● **WHAT IS ASKED**: Rewrite the listing below with "dry seed pod" swapped for "pine cone", keeping everything else unchanged. Leave the pictures out of your answer.

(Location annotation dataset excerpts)
-------
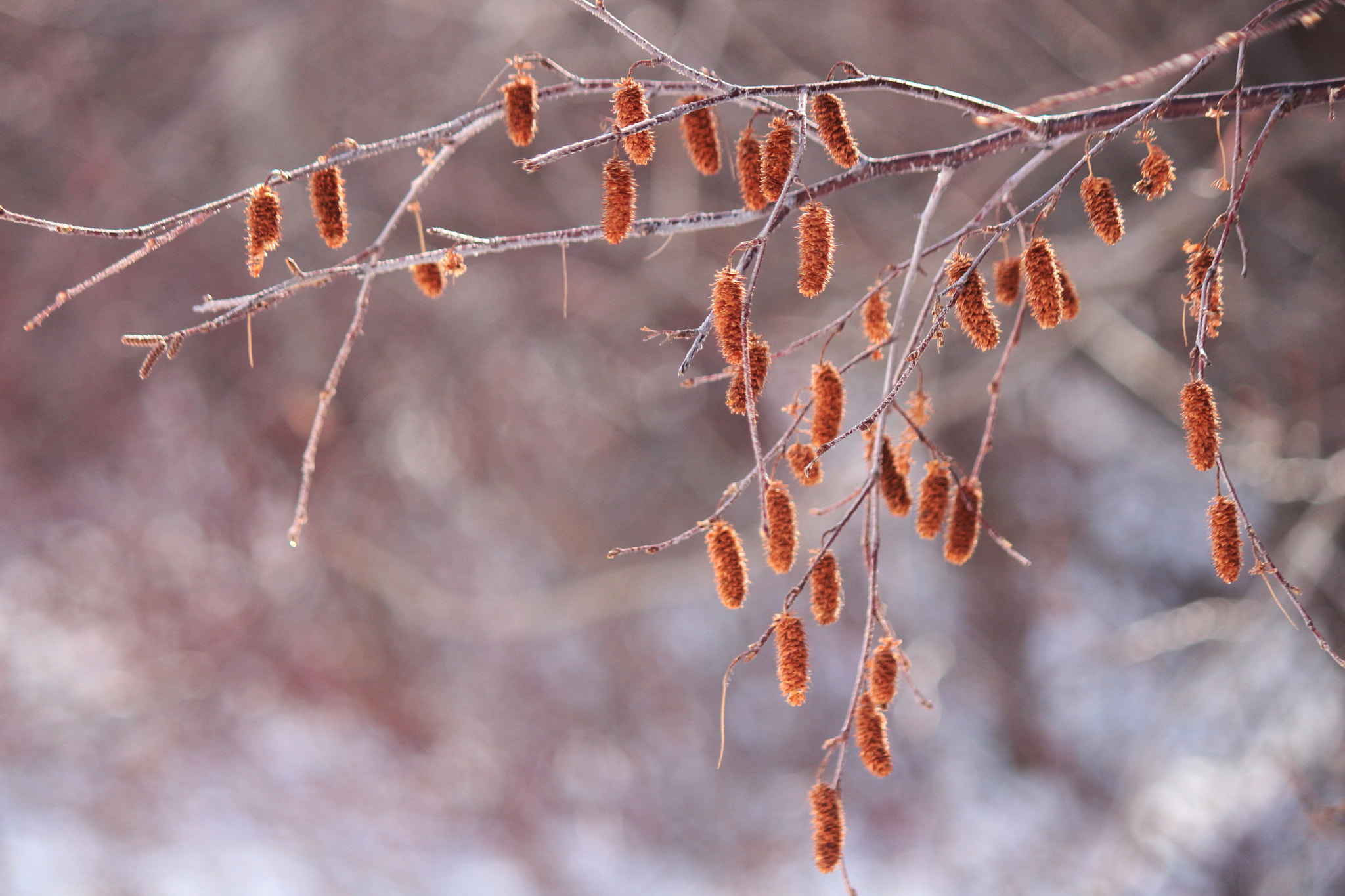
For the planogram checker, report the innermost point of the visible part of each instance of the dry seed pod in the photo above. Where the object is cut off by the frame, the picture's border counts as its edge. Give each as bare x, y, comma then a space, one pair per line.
630, 108
1200, 419
934, 500
827, 828
701, 135
827, 595
834, 129
791, 657
817, 246
1225, 543
1044, 286
783, 535
618, 199
730, 563
1103, 209
327, 194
-------
● **ANSWER TO THE TASK**:
For the planogram checker, report the innermost point of the visible part of each instance of the pine cone in the photo above. Where the object is cut off by the frame, the picture's border counts as its edge. Give each as bare x, y, comma then a space, one pair per line.
630, 108
1200, 419
934, 500
827, 828
701, 135
827, 595
834, 129
791, 657
817, 246
1225, 543
1044, 286
783, 535
618, 199
730, 563
1103, 209
327, 194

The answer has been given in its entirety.